Extrahierter Text
________________________

Die gegen das Erk erhobene Beschwerde an den VfGH wurde von diesem dem VwGH zur Entscheidung abgetreten.

Der VwGH schließt sich zunächst den bereits vom VfGH (B 970/09 VfSlg 19.631; B 1451/2011 VfSlg 19.857) angestellten Überlegungen zur Maßgeblichkeit von Umstellungsschwierigkeiten von Originalprodukten auf Generika an. Demzufolge liege das Verlangen einer neuerlichen Preisreduktion des Originals, sobald durch ein Generikum eine dritte Preisreduktion erfolgt ist, ungeachtet der Verwendung des Wortes „kann“ nicht im freien Ermessen des HV. Die Streichung aus dem EKO sei vielmehr zwingende Folge einer Nichteinigung zwischen dem HV und dem vertriebsberechtigten Unternehmen im Rahmen der durch die VO-EKO näher präzisierten Vorgaben. Dabei habe sich der HV an den Empfehlungen der ökonomischen Kriterien der Heilmittel-Evaluierungs-Kommission (HEK) zu orientieren. Es könne aber weiterhin ein erhebliches Interesse der Versicherten am Vorhandensein des Originalprodukts im EKO gegeben sein, wenn sich aufgrund bestimmter Eigenschaften des Originalprodukts oder der damit zu therapierenden Erkrankung zB eine Umstellung von Patienten auf ein Generikum nur erschwert möglich sei. Grundsätzlich sei von der Vermutung auszugehen, dass eine Absenkung des Preises auf das Niveau des die dritte Preisreduktion auslösenden Generikums den ökonomisch angemessenen Preis darstelle. Diese Vermutung könne aber aus medizinischen oder sonstigen inhaltlichen Gründen (wie zB die genannten Umstellungsschwierigkeiten) widerlegt werden.

Auf diesen Überlegungen aufbauend führt der VwGH aus, dass in der erstinstanzlichen medizinisch-therapeutischen Evaluation durch die HEK der Nutzen für eine bestimmte Gruppe von Patienten durch die Behandlung mit einer bestimmten Arzneispezialität im Vergleich zu therapeutischen Alternativen zu quantifizieren ist. Bei wirkstoffgleichen Produkten ist gem § 24 Abs 2 Z 1 EKO davon auszugehen, dass kein zusätzlicher therapeutischer Nutzen vorliegt. Nur ausnahmsweise können medizinisch-therapeutische Gründe – wie etwa die genannten Umstellungsschwierigkeiten – einen Verbleib im EKO rechtfertigen.

________________________

Daten zur Objektverortung in natürlicher Sprache:
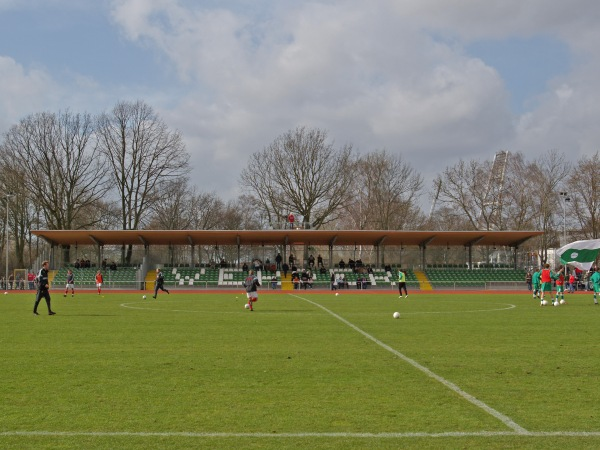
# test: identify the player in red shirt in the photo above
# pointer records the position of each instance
(99, 281)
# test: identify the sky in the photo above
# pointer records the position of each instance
(434, 81)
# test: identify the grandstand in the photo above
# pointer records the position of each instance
(485, 278)
(434, 277)
(85, 278)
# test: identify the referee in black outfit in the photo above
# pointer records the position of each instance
(43, 290)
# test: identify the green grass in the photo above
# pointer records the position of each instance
(199, 371)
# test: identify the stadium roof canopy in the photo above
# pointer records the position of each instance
(286, 237)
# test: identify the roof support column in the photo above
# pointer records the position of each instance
(470, 256)
(192, 250)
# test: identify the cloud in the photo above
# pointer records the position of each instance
(23, 91)
(370, 76)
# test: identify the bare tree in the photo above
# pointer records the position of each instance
(300, 172)
(62, 170)
(583, 188)
(142, 154)
(548, 171)
(518, 212)
(463, 189)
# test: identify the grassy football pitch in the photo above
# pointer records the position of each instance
(304, 370)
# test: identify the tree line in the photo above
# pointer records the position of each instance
(126, 169)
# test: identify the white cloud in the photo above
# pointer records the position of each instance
(370, 76)
(22, 91)
(382, 74)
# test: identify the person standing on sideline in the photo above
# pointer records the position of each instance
(251, 284)
(99, 281)
(43, 290)
(159, 283)
(572, 282)
(546, 277)
(537, 283)
(402, 283)
(595, 280)
(560, 284)
(70, 283)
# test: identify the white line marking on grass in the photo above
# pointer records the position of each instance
(458, 434)
(497, 414)
(509, 306)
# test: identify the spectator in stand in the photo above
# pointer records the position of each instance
(351, 264)
(285, 269)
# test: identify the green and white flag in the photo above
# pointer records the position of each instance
(580, 254)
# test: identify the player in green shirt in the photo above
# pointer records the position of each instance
(595, 279)
(537, 284)
(402, 283)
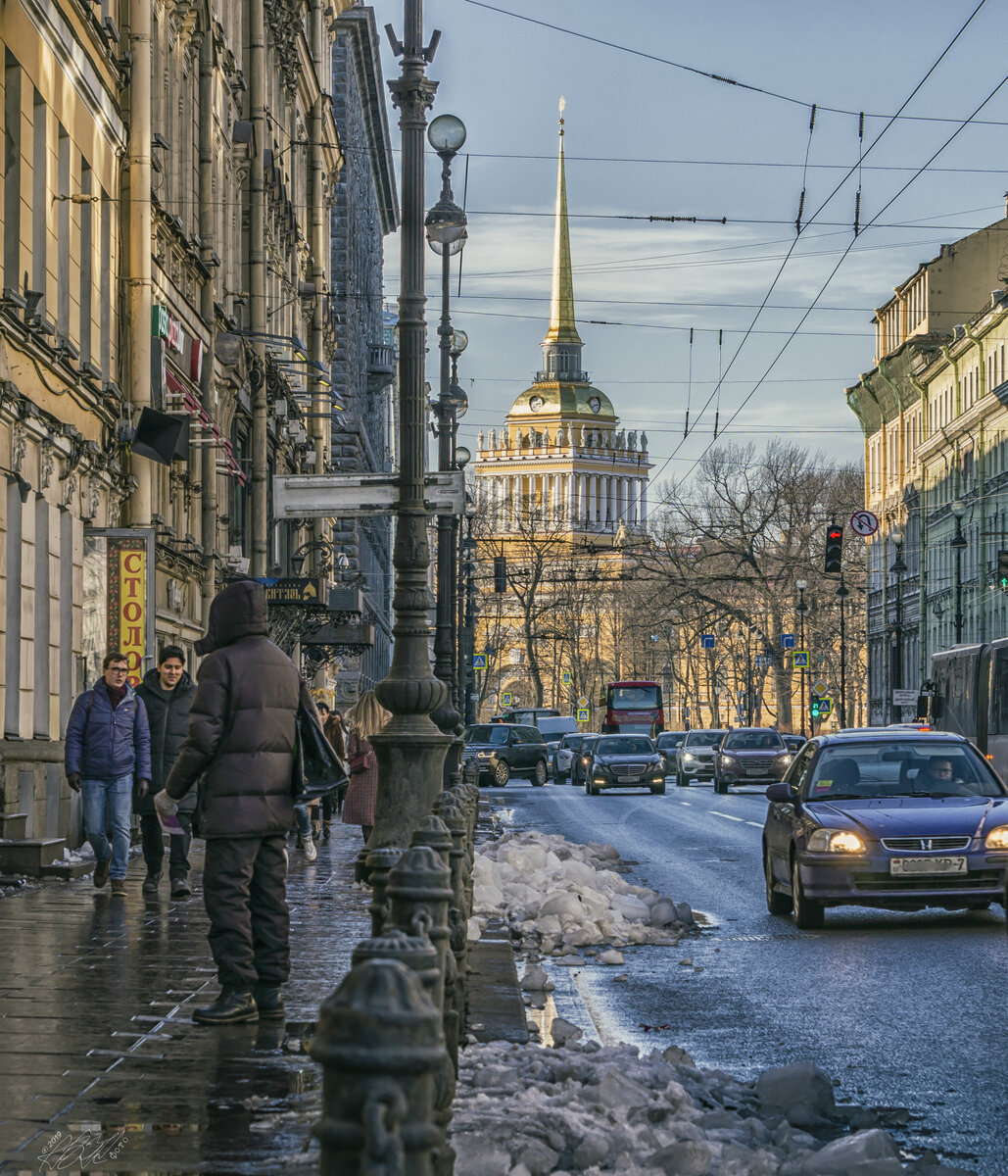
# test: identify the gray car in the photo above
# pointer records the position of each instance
(695, 759)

________________________

Aufgabe 1
Können Sie aus dem extrahierten Text wörtlich zitieren, was zwischen „Auf diesen Überlegungen“ und „im EKO rechtfertigen.“ steht, beide Stellen eingeschlossen?
Aufgabe 2
Wie lässt sich der Absatz des extrahierten Textes, der mit „Auf diesen Überlegungen aufbauend“ beginnt, als knappe Stichpunktliste wiedergeben, ohne seine wesentlichen Aussagen zu verlieren?
Die Auflistung ist eigenständiges Material und gehört nicht zum extrahierten Text.

Ihre Lösung 1
Auf diesen Überlegungen aufbauend führt der VwGH aus, dass in der erstinstanzlichen medizinisch-therapeutischen Evaluation durch die HEK der Nutzen für eine bestimmte Gruppe von Patienten durch die Behandlung mit einer bestimmten Arzneispezialität im Vergleich zu therapeutischen Alternativen zu quantifizieren ist. Bei wirkstoffgleichen Produkten ist gem § 24 Abs 2 Z 1 EKO davon auszugehen, dass kein zusätzlicher therapeutischer Nutzen vorliegt. Nur ausnahmsweise können medizinisch-therapeutische Gründe – wie etwa die genannten Umstellungsschwierigkeiten – einen Verbleib im EKO rechtfertigen.

Ihre Lösung 2
- Der VwGH baut auf den Überlegungen des VfGH auf.
- In der erstinstanzlichen medizinisch-therapeutischen Evaluation quantifiziert die HEK den Nutzen einer bestimmten Arzneispezialität für eine bestimmte Patientengruppe im Vergleich zu therapeutischen Alternativen.
- Bei wirkstoffgleichen Produkten ist gem § 24 Abs 2 Z 1 EKO kein zusätzlicher therapeutischer Nutzen anzunehmen.
- Nur ausnahmsweise können medizinisch-therapeutische Gründe wie Umstellungsschwierigkeiten einen Verbleib im EKO rechtfertigen.